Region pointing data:
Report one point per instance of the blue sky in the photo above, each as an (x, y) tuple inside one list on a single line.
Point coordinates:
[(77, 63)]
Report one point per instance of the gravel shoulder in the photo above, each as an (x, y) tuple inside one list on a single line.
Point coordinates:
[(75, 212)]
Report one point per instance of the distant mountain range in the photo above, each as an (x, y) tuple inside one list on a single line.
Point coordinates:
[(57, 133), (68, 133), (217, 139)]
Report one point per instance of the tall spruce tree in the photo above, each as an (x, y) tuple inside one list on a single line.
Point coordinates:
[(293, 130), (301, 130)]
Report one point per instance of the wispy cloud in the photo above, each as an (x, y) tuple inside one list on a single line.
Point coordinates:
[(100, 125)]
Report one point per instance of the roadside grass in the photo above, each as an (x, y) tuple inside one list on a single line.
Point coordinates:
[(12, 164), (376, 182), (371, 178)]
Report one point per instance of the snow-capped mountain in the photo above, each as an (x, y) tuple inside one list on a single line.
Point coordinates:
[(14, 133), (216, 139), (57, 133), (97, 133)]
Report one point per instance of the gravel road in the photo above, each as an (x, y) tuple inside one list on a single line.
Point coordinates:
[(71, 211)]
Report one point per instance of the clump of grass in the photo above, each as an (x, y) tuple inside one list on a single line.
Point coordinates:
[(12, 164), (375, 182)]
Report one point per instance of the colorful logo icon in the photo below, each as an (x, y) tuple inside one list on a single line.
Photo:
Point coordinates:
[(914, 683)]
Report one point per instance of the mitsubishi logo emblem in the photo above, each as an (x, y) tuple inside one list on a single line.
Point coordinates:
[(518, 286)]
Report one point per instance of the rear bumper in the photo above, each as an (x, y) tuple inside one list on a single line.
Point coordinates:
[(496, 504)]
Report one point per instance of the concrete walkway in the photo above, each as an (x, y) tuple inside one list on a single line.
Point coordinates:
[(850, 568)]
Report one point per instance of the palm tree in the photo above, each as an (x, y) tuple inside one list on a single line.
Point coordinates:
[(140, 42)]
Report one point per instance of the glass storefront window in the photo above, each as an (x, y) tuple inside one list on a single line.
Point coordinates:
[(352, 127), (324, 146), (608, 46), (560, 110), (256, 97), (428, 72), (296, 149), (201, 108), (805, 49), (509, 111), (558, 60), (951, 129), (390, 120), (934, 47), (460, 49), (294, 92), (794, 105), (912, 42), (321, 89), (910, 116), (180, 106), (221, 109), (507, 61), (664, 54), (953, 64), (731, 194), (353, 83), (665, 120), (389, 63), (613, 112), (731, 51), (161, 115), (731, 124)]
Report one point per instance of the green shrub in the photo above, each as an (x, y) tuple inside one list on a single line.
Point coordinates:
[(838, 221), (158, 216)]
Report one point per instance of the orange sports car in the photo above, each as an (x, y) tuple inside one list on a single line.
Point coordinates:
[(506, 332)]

Exercise objective:
Please print out every entry again, exactly as it reads.

Answer to this task:
Report one point per instance of the blue sky in the photo above, each as an (x, y) tuple inside one list on a single line.
Point coordinates:
[(77, 63)]
Report one point per instance of the gravel shoulder in the photo above, each as an (x, y) tuple inside one list on a single line.
Point coordinates:
[(75, 212)]
Report one point per instance of the distant mountain range in the photo above, each as an (x, y) tuple inside one list on a single line.
Point coordinates:
[(57, 133), (68, 133), (217, 139)]
Report one point per instance of the tall spruce tree in the photo above, each as an (x, y) tuple inside one list on a single line.
Point coordinates:
[(293, 130), (301, 130)]
Report one point per instance of the wispy cloud in the photo above, each as an (x, y) tuple inside one list on a single line.
Point coordinates:
[(100, 125)]
Report one point per instance of the roadside grass in the photo above, each as an (x, y) tuple inside one list on a single line.
Point coordinates:
[(12, 164), (376, 182), (371, 178)]
Report one point per instance of the snow-capped mountain in the photo above, each as an (x, y) tuple inside one list on a single line.
Point coordinates:
[(14, 133), (216, 139), (57, 133), (97, 133)]
Report one point per instance of the gravel road in the photo above, each as an (x, y) tuple inside one list on a single line.
Point coordinates:
[(71, 211)]
Report one point per instance of the clump of grass in the photo above, each as an (x, y) tuple inside one list on a single line.
Point coordinates:
[(12, 164), (375, 182)]
Report one point per instance of the colorful logo icon in the photo below, each as an (x, y) tuple inside one list on a single line.
Photo:
Point coordinates:
[(914, 683)]
Report one point per instance of the mitsubishi logo emblem in the photo above, each as an (x, y) tuple inside one list on a single line.
Point coordinates:
[(518, 286)]
Report one point per instance of the rear bumper in the photo above, each as an (x, y) tuple inside one list on a single line.
Point coordinates:
[(496, 504)]
Report one point per instance of the concrete walkway in the photo above, each as an (x, y) tuple inside one list on a single line.
Point coordinates:
[(850, 568)]
Report one point per instance of the palm tree in the photo above, each as an (x, y) tuple inside one list on a single line.
Point coordinates:
[(140, 42)]
Report one point per instance of the glass storefront window in the photo above, each as an (x, y) tuple inside one list on a single line.
Point coordinates:
[(352, 127), (324, 146), (608, 46), (560, 110), (256, 97), (428, 72), (296, 149), (201, 108), (805, 49), (509, 111), (558, 60), (951, 129), (390, 120), (934, 47), (460, 49), (294, 92), (794, 105), (912, 42), (321, 89), (910, 116), (180, 106), (221, 109), (507, 61), (664, 54), (953, 64), (731, 194), (353, 83), (665, 120), (389, 63), (613, 112), (731, 51), (161, 115), (731, 124)]
Report one point per instance of the green shrub in the photo above, each as an (x, y) tuple inside one list on a single line.
Point coordinates:
[(838, 221), (158, 216)]
Report one point per instance of the orange sports car in the photo above, each as an (x, y) tuple inside one list on a single line.
Point coordinates:
[(506, 332)]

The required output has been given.